DIRECTION: Format the lines below, from the one containing "jacket in the picture above?" through the final line, inclusive, as a JSON list of strings with one string per line, omitting any blank lines.

DATA PROVIDED:

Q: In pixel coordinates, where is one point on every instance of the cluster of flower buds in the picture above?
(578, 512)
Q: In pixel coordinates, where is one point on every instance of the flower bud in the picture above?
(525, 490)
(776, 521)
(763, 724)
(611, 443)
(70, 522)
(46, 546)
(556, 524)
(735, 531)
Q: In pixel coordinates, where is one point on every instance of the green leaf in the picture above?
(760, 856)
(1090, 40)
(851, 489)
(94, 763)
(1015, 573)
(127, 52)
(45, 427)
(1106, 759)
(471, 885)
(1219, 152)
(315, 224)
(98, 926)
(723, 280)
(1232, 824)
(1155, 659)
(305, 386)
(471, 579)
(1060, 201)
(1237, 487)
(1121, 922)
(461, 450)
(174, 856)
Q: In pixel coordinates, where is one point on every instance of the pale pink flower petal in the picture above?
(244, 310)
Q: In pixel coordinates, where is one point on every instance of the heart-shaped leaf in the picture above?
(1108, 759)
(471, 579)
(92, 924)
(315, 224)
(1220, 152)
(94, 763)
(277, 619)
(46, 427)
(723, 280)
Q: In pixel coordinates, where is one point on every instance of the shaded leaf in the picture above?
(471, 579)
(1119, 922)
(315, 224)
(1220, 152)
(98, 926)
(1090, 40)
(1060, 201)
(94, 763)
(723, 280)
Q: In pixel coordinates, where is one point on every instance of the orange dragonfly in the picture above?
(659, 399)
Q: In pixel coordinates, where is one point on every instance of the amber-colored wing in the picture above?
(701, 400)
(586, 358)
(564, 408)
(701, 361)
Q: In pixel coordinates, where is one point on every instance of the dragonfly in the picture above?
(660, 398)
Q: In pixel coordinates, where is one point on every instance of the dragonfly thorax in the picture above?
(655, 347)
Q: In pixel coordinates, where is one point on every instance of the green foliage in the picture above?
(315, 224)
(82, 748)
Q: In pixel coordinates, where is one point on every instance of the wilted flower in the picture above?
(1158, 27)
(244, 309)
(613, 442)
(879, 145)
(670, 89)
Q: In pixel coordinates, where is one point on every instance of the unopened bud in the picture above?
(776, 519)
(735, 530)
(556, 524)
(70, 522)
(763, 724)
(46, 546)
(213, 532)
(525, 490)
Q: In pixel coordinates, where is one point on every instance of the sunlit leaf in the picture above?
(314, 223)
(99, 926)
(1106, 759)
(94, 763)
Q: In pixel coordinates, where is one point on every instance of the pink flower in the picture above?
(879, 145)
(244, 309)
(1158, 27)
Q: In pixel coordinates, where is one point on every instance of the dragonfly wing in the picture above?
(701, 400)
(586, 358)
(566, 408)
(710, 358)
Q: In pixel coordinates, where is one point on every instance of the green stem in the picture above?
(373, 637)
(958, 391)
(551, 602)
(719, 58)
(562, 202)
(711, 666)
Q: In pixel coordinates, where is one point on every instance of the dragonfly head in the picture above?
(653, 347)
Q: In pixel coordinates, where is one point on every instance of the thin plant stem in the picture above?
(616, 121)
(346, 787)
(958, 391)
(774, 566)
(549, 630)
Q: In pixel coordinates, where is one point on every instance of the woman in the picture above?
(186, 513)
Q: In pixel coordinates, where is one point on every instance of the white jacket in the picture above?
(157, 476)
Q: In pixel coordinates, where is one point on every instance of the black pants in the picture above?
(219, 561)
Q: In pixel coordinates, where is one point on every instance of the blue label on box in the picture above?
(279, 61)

SOLUTION TO THIS EXERCISE:
[
  "Q: In pixel coordinates, where is one point on every instance of the white jacket in the picture above?",
  "(157, 476)",
  "Q: In pixel coordinates, where is one point on every instance of the black pants in the picture above?",
  "(219, 561)",
  "Q: In pixel coordinates, where is one point on every instance of the blue label on box in the picture above?",
  "(279, 61)"
]